-- Your instructions --
Reproduce the lines below from the one that contains "Target: man in" through the end, inclusive, and add nothing.

[Referring expression data]

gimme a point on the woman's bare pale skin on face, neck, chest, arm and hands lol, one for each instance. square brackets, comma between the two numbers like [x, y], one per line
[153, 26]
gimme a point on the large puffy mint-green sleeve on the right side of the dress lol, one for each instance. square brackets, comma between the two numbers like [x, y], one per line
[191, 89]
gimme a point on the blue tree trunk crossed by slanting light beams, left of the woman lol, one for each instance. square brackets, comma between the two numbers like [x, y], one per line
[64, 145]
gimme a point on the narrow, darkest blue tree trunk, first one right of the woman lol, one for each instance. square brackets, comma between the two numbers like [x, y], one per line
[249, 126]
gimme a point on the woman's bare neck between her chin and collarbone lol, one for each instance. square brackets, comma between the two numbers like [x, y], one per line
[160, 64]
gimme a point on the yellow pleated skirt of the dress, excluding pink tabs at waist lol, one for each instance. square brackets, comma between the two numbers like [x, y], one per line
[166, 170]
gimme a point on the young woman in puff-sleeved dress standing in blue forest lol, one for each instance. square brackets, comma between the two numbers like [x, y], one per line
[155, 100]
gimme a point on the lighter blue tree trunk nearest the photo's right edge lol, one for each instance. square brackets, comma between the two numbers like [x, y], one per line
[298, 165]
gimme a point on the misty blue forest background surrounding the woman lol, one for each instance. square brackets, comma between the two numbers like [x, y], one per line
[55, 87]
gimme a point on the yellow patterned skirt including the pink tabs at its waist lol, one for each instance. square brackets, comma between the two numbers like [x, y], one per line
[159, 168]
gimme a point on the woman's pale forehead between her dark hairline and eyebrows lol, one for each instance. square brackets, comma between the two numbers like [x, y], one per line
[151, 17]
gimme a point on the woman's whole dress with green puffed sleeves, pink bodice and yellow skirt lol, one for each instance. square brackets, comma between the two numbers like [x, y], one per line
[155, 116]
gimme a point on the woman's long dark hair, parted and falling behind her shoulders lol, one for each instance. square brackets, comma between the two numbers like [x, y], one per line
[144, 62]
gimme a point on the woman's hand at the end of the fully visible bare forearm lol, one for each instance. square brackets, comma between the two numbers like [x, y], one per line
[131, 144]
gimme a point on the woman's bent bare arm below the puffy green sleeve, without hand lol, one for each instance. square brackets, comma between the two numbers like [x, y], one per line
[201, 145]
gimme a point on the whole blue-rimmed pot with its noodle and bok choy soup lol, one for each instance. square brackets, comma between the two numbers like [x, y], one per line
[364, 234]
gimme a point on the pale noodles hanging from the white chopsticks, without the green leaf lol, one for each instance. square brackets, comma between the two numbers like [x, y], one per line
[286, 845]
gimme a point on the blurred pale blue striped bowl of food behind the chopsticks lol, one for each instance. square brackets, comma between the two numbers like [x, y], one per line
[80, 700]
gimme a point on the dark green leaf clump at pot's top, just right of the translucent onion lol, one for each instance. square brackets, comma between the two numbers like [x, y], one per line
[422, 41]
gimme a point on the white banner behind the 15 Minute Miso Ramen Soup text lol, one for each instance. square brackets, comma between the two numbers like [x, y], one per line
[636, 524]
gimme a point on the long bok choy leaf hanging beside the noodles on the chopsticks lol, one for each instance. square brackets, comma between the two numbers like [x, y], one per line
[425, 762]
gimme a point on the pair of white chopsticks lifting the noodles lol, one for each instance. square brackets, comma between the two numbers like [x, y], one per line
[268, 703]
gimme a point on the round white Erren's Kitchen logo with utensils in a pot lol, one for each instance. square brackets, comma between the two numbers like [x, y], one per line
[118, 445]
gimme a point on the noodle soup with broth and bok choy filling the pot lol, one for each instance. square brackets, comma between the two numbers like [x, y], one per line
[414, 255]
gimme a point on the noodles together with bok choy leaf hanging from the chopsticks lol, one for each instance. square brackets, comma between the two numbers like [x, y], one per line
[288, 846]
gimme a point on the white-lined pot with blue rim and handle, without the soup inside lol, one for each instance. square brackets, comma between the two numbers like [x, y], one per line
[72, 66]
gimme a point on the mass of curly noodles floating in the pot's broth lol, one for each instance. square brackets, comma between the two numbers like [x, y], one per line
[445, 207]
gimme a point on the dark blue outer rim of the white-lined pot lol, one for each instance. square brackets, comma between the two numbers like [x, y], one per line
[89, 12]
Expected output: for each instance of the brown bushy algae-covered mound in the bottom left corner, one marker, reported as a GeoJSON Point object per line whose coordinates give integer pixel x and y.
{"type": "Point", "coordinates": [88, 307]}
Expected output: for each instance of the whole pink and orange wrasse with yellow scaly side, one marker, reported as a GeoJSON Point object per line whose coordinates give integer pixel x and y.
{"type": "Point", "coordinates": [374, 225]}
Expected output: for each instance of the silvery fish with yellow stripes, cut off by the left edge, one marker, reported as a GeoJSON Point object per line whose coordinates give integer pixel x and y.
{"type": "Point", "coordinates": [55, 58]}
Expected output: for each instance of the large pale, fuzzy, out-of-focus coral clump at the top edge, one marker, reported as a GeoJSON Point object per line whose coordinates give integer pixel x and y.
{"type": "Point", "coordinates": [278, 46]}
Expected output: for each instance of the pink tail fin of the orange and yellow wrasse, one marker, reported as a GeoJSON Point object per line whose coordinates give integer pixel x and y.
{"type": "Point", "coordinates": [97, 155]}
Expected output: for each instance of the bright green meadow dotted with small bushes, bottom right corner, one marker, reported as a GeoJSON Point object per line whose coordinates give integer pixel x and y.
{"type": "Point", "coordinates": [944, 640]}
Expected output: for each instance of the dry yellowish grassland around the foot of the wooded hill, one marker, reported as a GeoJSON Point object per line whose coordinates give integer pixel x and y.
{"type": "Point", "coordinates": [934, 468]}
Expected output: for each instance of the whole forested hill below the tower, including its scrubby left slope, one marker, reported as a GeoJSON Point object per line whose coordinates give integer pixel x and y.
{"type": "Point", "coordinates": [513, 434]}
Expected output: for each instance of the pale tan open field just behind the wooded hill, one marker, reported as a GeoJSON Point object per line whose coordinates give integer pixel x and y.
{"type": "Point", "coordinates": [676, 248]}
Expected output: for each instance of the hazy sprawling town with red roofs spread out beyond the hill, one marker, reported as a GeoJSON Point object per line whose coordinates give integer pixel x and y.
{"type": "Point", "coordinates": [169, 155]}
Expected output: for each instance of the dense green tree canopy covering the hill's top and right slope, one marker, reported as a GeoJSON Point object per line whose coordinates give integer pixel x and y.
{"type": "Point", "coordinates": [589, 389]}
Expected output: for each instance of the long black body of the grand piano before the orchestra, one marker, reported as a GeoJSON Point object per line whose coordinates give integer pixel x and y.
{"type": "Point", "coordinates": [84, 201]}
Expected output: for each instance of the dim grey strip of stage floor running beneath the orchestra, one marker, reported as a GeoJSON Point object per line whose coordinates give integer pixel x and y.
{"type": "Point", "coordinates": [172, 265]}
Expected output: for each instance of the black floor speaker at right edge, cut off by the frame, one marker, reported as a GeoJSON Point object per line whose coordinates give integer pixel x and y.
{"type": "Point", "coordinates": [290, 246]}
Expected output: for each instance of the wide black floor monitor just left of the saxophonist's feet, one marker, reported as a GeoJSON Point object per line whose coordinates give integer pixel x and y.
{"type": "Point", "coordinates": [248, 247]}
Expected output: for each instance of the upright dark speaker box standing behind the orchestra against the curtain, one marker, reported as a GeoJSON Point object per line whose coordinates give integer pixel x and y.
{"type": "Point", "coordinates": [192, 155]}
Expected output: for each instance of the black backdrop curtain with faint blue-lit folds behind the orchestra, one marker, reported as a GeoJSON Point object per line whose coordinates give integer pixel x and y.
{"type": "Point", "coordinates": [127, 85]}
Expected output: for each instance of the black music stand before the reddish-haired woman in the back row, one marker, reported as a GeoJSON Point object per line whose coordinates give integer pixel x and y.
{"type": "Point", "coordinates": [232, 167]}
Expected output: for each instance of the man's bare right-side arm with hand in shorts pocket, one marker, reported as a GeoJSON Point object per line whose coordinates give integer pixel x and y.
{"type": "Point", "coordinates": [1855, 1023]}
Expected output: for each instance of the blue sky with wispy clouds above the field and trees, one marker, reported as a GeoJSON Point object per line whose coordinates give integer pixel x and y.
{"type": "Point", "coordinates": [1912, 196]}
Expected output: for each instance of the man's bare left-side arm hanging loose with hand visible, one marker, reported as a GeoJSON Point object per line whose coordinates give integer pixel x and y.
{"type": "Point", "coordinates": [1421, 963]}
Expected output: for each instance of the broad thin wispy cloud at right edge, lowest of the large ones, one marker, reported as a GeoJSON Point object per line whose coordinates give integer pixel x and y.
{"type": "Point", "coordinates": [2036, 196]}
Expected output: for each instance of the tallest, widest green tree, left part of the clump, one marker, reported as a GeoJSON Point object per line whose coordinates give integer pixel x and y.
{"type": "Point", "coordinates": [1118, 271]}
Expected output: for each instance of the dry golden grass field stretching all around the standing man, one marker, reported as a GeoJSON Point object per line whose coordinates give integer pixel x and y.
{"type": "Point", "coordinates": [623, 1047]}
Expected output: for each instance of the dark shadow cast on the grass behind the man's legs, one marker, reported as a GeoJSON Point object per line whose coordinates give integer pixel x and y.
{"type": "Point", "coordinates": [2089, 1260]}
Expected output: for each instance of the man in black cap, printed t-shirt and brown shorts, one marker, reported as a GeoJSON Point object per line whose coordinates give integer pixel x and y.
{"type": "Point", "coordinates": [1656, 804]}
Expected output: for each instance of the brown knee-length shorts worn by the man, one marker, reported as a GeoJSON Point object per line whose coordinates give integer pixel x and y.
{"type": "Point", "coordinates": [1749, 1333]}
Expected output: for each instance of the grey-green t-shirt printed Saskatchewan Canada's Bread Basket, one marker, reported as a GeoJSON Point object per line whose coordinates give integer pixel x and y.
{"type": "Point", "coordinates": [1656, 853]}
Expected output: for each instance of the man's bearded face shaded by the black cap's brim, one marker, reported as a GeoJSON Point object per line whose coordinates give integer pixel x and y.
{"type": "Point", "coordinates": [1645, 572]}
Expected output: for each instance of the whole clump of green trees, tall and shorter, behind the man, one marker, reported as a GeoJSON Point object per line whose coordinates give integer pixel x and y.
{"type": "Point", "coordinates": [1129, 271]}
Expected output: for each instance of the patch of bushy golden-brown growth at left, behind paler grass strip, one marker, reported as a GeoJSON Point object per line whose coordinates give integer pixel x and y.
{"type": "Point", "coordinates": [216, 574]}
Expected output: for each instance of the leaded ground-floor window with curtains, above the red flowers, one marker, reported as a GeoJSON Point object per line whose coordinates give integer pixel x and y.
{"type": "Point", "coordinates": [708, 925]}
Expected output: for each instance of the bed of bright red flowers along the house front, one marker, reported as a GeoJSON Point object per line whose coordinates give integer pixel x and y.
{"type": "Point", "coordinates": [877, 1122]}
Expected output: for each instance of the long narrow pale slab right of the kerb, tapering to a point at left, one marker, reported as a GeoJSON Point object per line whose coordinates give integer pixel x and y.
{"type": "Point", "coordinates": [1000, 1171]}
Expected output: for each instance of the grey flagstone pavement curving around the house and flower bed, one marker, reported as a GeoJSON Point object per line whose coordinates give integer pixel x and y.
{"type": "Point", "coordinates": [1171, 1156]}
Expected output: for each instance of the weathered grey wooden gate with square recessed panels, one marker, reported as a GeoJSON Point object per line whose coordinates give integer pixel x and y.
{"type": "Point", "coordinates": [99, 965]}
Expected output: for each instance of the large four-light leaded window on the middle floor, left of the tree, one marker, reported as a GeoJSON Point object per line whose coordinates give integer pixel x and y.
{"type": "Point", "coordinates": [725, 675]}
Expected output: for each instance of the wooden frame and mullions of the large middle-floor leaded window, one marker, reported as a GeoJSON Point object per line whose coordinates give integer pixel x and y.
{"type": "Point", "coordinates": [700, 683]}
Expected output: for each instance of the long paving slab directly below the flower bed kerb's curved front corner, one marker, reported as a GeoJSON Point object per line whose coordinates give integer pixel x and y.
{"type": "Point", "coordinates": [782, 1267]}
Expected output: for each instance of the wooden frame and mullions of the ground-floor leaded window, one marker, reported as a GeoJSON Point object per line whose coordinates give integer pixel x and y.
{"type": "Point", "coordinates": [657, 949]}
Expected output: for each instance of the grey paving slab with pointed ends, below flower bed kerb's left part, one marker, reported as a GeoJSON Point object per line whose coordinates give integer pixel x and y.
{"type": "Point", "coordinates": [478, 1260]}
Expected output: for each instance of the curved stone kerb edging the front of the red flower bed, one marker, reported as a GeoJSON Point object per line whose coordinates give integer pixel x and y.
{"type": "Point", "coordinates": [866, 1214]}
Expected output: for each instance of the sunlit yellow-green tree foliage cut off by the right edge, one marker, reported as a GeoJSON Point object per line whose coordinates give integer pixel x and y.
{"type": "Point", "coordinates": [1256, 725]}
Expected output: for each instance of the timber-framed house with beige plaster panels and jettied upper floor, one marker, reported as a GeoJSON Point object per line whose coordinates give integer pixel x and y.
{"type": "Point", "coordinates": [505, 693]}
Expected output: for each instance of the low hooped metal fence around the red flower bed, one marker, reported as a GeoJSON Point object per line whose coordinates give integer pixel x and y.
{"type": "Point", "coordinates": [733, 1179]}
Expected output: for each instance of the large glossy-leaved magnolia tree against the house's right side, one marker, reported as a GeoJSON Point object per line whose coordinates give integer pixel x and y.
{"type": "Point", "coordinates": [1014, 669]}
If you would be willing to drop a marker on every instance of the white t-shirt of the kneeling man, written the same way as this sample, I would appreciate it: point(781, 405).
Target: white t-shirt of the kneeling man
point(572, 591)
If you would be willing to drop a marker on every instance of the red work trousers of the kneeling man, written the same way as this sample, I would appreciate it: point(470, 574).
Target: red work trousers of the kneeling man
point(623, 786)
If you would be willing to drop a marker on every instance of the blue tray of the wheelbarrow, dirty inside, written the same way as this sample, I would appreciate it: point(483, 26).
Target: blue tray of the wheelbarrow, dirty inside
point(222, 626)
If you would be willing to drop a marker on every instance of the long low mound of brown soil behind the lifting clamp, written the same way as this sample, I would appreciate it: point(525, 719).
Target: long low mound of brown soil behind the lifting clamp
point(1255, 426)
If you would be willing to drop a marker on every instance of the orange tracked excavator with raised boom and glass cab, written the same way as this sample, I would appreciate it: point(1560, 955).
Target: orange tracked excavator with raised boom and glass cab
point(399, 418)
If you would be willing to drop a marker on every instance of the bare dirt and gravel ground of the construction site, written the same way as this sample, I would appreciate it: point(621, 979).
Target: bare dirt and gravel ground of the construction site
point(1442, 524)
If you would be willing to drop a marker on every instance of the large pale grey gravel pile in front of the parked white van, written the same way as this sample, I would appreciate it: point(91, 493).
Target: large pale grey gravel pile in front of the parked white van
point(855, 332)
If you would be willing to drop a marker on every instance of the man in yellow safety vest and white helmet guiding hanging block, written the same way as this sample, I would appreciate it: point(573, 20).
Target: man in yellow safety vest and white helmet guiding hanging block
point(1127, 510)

-- Solution to this task --
Target: man in yellow safety vest and white helmet guiding hanging block
point(1127, 510)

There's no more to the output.